ÉNONCÉ A →
Énumérez toutes les filières stratégiques citées dans le texte sur le plan « Made In China 2025 » comme cibles d'investissement.
ÉNONCÉ B →
Recopiez mot pour mot le passage du texte situé entre « Pourtant, ce qui » et « capitulé avant lui. », ces deux bornes comprises.
ÉNONCÉ C →
Répondez aux questions suivantes d'après le texte sur le plan « Made In China 2025 » :
(i) En quelle année Xi Jinping lance-t-il ce plan ?
(ii) Avant quelle année la Chine veut-elle devenir un acteur majeur des technologies de pointe ?
(iii) De quelle dépendance le pays cherche-t-il à sortir en maîtrisant sa chaîne de valeur ?

Pourtant, ce qui est en train de se jouer entre les USA et l’Empire du Milieu est d’une toute autre nature, car cela illustre bien la volonté du président américain de prendre à bras le corps un fléau devant lequel bien d’autres ont capitulé avant lui. 

L’INITIATIVE CHINOISE

En 2015, le nouveau président de la République chinoise Xi Jinping lance le plan « Made In China 2025 » [4], présenté comme une initiative pour rattraper le retard du pays dans les technologies de pointe et faire de la Chine un acteur majeur dans ce domaine avant 2030. L’idée est d’investir dans des filières stratégiques (robotique, aéronautique, connectique, mais aussi santé) afin de faire émerger de nouveaux champions nationaux (Comac, Dongfeng, CGMPC), capables de rivaliser avec leurs concurrents internationaux tout en bénéficiant d’un accès privilégié au colossal marché intérieur. De plus, le pays affiche son ambition de maîtriser parfaitement sa chaîne de valeur, c’est-à-dire d’intégrer et de contrôler chaque étape de la production de ses produits-clés, pour sortir de sa dépendance au low-cost (et pourquoi pas exploiter et valoriser sur place les terres rares que tout le monde lui envie). Par cette voie, le pays ferait monter en gamme son économie, augmenterait les salaires et s’imposerait comme une puissance économique majeure.

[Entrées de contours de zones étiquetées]
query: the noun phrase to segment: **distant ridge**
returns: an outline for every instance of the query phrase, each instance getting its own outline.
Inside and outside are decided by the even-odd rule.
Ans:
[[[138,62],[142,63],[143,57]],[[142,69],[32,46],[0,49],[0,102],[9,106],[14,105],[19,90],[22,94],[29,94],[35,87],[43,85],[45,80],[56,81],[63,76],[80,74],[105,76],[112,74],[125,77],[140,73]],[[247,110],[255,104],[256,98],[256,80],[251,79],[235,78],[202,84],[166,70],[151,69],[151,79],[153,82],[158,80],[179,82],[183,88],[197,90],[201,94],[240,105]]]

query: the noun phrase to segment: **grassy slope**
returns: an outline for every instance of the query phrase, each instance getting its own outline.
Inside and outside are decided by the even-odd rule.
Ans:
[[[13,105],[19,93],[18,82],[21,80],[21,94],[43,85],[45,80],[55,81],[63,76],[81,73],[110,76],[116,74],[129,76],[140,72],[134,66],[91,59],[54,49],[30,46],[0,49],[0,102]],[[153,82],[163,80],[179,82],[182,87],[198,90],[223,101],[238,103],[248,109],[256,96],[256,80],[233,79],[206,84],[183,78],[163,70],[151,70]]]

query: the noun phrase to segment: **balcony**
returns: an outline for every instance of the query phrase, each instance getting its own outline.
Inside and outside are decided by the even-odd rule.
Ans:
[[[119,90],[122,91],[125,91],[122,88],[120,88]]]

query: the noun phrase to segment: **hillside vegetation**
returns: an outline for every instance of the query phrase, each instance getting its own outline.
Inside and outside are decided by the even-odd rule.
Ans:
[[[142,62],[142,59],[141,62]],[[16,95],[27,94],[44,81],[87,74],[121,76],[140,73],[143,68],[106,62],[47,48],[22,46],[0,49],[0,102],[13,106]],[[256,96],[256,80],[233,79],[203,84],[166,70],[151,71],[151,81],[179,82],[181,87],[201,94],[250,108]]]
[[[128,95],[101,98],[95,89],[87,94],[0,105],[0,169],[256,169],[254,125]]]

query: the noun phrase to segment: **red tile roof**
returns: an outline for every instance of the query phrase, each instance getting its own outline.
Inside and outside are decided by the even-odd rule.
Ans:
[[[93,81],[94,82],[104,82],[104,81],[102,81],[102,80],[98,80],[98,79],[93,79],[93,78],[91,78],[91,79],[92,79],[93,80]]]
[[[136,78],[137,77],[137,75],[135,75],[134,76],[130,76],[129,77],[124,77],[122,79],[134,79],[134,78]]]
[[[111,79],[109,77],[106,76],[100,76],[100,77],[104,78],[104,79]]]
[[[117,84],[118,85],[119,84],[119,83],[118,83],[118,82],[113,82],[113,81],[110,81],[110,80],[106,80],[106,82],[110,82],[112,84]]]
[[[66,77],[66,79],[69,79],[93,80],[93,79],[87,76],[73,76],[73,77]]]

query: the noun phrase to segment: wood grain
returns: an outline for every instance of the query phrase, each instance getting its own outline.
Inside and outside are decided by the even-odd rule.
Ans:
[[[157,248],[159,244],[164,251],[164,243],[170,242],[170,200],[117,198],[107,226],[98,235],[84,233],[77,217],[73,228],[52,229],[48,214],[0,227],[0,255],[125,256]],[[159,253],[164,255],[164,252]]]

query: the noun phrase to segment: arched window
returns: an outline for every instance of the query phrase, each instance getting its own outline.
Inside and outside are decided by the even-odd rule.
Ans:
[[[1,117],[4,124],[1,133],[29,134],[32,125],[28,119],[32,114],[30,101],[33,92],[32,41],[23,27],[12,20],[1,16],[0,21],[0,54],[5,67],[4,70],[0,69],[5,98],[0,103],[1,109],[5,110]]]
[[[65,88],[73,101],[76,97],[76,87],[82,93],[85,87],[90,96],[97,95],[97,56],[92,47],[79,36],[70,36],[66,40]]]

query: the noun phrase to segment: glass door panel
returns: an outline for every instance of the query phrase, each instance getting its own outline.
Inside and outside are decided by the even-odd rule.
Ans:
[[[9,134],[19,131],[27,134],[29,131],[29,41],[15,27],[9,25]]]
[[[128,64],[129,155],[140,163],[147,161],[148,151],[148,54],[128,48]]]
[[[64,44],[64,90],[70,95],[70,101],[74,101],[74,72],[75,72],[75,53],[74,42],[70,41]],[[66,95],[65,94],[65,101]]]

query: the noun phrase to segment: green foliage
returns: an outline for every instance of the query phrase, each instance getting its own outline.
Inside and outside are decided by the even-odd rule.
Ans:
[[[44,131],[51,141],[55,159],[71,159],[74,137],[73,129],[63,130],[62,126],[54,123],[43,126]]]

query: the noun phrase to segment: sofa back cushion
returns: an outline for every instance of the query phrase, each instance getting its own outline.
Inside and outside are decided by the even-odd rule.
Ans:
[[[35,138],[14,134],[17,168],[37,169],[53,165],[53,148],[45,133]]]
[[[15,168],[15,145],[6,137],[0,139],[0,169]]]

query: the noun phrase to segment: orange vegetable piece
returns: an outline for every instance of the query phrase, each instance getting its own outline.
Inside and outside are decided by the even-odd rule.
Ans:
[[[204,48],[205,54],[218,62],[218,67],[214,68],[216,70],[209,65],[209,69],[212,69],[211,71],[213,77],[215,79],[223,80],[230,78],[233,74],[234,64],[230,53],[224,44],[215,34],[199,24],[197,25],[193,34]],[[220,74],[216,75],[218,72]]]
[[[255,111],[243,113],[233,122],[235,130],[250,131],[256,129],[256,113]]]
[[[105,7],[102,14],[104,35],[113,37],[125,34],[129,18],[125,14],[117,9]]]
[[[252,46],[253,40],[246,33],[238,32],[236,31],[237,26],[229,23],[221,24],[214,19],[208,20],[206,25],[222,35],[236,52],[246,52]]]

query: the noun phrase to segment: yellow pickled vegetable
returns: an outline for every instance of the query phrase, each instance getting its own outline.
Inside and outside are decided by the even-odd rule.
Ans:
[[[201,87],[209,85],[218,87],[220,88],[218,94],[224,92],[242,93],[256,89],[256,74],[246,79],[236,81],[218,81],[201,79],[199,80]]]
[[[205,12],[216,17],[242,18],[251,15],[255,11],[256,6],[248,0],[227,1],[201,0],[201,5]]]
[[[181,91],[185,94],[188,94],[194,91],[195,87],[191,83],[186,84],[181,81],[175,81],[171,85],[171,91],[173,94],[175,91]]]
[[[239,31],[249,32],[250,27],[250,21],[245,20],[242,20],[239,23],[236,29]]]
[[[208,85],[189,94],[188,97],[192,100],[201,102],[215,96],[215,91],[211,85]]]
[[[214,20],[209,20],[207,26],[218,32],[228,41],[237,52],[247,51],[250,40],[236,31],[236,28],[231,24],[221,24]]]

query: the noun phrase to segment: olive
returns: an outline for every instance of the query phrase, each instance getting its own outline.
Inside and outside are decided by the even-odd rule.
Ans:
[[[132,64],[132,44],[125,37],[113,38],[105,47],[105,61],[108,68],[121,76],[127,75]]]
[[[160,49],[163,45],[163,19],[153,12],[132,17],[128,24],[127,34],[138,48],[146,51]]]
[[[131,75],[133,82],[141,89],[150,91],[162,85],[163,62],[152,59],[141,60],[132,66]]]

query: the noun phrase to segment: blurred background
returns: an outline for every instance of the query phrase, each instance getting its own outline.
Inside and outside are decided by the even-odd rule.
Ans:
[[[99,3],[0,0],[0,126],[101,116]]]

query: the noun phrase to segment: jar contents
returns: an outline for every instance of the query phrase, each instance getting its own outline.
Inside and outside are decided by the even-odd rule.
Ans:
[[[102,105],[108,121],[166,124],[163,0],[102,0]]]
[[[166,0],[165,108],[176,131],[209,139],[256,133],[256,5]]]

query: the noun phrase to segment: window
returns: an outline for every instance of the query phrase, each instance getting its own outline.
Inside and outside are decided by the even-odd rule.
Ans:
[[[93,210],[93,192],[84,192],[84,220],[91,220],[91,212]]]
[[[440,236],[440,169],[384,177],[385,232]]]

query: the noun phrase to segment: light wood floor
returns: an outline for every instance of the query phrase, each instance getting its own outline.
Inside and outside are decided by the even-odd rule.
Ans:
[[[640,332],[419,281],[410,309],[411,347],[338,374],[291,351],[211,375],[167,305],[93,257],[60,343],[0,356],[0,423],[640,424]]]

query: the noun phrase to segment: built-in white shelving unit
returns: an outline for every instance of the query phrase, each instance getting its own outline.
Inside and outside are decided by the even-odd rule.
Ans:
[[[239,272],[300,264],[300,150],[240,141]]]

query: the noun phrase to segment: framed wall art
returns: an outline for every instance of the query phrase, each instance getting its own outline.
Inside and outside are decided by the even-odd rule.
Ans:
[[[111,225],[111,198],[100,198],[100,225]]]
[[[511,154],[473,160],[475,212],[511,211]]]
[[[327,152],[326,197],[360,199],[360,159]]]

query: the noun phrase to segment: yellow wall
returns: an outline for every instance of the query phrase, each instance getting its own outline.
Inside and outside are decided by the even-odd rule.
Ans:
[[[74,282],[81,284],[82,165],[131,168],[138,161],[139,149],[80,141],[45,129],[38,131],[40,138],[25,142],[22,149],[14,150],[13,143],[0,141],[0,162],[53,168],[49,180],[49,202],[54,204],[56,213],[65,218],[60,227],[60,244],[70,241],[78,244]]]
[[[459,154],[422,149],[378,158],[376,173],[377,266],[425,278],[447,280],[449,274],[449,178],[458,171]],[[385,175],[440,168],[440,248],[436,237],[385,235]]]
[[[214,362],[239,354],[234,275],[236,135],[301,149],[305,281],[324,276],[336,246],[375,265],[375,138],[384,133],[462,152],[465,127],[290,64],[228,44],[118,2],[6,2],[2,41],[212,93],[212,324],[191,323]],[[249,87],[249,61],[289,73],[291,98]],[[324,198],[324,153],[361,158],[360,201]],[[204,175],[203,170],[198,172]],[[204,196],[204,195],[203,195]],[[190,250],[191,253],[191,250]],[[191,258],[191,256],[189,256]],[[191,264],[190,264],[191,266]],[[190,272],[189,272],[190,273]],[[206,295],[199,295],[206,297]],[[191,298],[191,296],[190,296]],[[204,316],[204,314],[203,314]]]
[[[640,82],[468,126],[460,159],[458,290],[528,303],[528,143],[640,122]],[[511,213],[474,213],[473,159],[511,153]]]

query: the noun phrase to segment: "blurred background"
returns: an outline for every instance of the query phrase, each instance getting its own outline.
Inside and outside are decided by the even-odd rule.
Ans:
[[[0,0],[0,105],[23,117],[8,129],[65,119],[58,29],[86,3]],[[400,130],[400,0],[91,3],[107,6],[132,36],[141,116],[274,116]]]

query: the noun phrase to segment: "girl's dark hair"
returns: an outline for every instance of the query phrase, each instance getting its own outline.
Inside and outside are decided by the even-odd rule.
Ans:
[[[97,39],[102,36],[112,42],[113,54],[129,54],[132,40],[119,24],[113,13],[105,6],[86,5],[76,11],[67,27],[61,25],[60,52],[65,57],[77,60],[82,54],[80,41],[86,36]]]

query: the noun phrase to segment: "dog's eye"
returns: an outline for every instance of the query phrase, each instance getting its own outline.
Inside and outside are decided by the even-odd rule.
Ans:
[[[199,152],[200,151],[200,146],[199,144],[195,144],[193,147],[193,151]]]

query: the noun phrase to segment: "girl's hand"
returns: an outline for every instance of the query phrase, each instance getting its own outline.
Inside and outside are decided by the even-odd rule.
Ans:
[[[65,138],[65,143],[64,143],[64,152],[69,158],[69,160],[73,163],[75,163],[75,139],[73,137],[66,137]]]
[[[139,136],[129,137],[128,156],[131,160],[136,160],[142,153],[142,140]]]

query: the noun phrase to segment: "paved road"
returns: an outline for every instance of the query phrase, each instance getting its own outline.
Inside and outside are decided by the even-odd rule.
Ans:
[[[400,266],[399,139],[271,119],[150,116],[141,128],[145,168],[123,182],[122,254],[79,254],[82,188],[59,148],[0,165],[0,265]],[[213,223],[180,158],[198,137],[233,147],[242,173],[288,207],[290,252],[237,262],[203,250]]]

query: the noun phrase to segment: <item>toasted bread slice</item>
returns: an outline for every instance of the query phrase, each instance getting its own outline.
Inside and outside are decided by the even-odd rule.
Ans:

RÉPONSE A →
robotique, aéronautique, connectique, santé

RÉPONSE B →
Pourtant, ce qui est en train de se jouer entre les USA et l’Empire du Milieu est d’une toute autre nature, car cela illustre bien la volonté du président américain de prendre à bras le corps un fléau devant lequel bien d’autres ont capitulé avant lui.

RÉPONSE C →
(i) En 2015.
(ii) Avant 2030.
(iii) De sa dépendance au low-cost.